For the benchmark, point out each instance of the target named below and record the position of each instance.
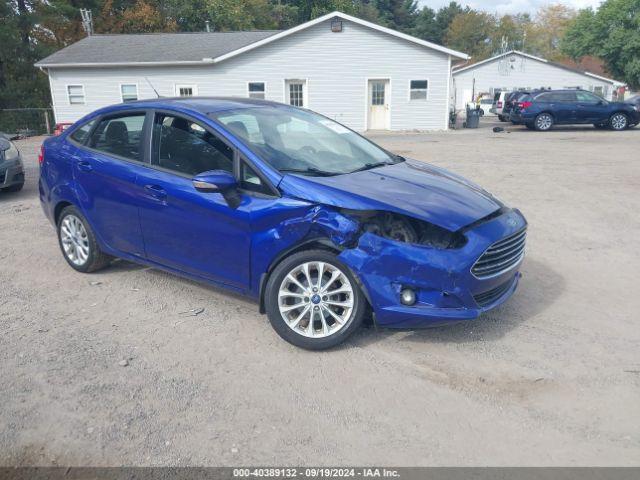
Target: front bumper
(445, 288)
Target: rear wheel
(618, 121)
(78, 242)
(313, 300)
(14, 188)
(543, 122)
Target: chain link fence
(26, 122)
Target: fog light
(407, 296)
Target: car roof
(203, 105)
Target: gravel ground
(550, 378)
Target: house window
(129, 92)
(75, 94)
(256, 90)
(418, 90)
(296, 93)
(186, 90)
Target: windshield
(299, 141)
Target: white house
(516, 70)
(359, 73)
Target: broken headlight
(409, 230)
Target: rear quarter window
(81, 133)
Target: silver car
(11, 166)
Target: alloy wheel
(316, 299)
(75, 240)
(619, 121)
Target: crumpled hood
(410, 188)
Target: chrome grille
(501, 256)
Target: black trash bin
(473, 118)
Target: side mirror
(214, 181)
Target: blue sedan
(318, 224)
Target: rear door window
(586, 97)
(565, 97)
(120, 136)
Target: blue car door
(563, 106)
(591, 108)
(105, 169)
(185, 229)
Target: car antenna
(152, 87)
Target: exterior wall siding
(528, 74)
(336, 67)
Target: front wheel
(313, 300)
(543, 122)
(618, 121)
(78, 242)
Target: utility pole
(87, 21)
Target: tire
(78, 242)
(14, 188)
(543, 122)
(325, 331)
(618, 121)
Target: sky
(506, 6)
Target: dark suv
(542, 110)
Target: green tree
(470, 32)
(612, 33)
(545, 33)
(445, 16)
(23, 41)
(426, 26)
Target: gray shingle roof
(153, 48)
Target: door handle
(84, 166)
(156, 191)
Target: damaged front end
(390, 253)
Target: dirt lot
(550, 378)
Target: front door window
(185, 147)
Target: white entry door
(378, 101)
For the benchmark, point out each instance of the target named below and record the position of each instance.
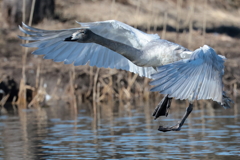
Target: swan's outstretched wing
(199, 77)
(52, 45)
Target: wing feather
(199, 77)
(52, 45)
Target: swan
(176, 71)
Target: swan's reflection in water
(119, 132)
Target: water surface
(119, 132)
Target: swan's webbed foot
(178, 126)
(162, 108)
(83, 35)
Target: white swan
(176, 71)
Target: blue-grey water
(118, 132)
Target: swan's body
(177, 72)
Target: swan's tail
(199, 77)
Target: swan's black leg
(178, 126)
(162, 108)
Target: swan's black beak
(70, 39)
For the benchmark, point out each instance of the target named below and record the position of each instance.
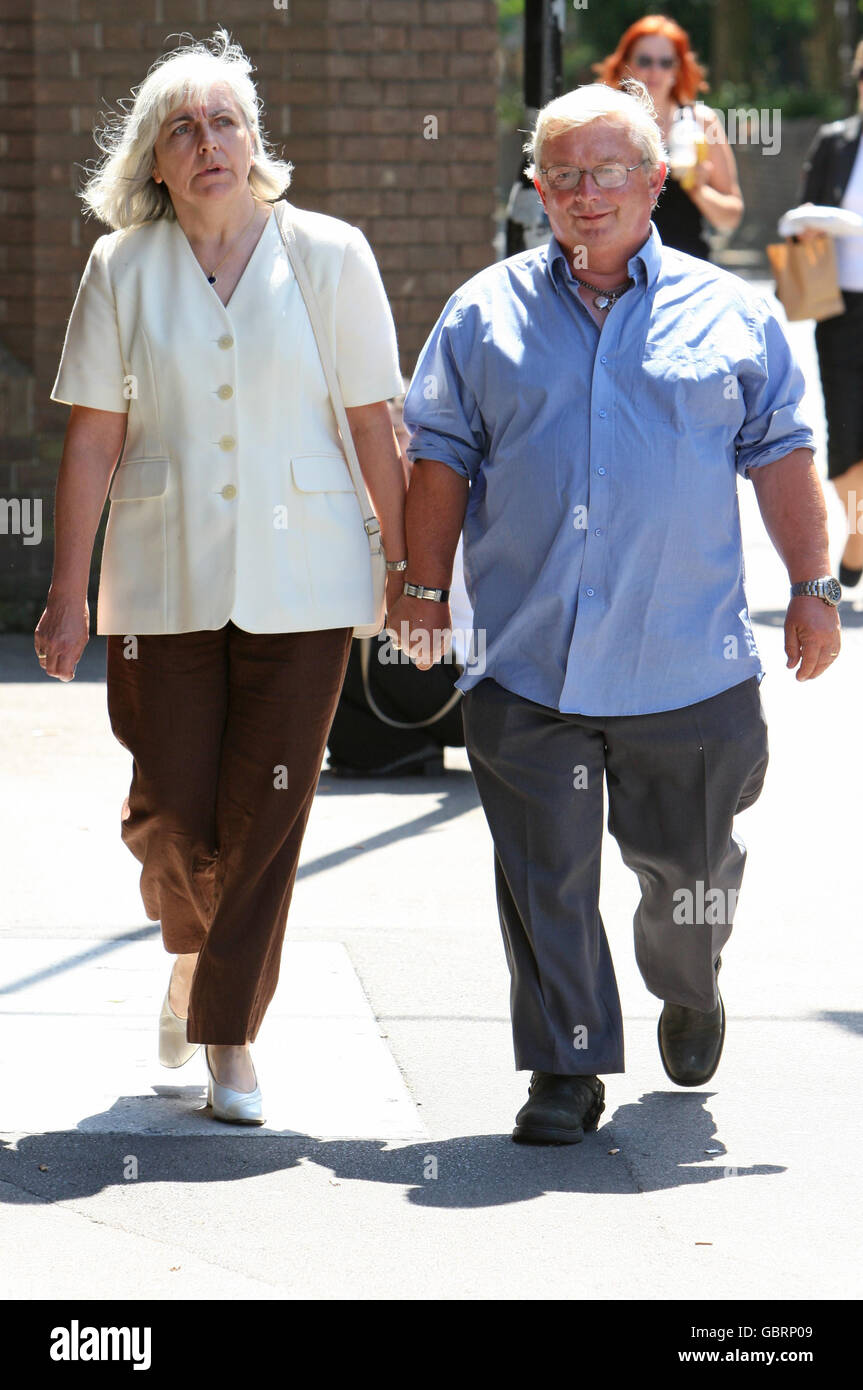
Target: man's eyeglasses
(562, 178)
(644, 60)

* * *

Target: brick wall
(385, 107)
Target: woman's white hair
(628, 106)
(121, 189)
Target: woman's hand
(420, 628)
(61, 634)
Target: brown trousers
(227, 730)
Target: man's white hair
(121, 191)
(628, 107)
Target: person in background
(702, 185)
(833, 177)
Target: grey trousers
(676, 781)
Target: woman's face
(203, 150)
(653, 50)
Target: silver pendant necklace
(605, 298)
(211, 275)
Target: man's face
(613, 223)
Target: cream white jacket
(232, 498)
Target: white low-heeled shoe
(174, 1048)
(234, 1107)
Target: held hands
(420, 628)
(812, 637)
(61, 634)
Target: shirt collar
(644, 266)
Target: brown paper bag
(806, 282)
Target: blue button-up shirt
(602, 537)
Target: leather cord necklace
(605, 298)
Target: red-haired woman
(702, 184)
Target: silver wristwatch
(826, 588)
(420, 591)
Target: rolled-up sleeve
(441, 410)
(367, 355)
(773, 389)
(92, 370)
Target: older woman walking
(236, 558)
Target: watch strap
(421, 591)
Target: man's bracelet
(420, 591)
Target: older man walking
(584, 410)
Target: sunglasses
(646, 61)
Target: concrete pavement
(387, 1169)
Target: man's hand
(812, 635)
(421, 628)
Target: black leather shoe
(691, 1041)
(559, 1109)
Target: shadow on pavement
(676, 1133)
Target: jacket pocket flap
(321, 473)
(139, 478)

- _Request_
Pick out every line of the items above that contains the word "silver", and copy each one. Case counts.

- _Right answer_
Target: silver car
Target: silver pendant necklace
Target: silver wristwatch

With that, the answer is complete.